STATED GOAL - Write out all of the entries exactly as given.
— begin —
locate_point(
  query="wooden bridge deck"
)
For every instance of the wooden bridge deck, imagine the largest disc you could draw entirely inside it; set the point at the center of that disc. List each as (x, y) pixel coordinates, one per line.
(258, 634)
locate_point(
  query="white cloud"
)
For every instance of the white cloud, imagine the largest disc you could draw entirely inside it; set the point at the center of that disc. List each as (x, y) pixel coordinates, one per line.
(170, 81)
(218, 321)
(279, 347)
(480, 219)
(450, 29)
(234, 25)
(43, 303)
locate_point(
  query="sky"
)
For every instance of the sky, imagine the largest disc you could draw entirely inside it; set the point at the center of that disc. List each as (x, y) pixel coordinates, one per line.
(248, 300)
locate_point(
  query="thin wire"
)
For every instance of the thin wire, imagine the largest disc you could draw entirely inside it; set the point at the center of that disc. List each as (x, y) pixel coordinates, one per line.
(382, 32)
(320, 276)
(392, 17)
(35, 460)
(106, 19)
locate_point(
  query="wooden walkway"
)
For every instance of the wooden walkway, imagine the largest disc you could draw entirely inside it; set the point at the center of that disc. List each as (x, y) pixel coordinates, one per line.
— end —
CORRECT ANSWER -
locate_point(
  query="wooden bridge deck"
)
For every instance of the wooden bridge deck, imagine the largest disc you could draw entirely inside it; set the point at the center of that disc. List each as (x, y) pixel coordinates, one per line.
(258, 634)
locate_point(
  query="white cloud"
)
For every instance of the white cloud, imagine the largest disc you could draw entirely inside it; set the point at the center of that disc. List each as (x, y) pixel coordinates, one per line.
(170, 81)
(218, 321)
(279, 347)
(480, 219)
(450, 29)
(234, 25)
(43, 303)
locate_point(
  query="sky"
)
For every instance of the sky, imagine the largest disc you could draw entirely inside it; set the point at the center of that disc. List each as (x, y) pixel coordinates, one per line.
(248, 300)
locate_point(
  query="thin wire"
)
For every instance of the thin wire, imagine the largest disc you could draw entirely inside it; set the point at the center of that disc. List each as (x, y) pixel coordinates, one per line.
(382, 32)
(320, 276)
(392, 17)
(35, 460)
(106, 19)
locate_point(
  query="wooden walkway"
)
For every instance of the wooden walkway, imagine the largest disc you could draw entirely inside it; set the point at the center of that disc. List each as (x, y) pixel coordinates, one per line.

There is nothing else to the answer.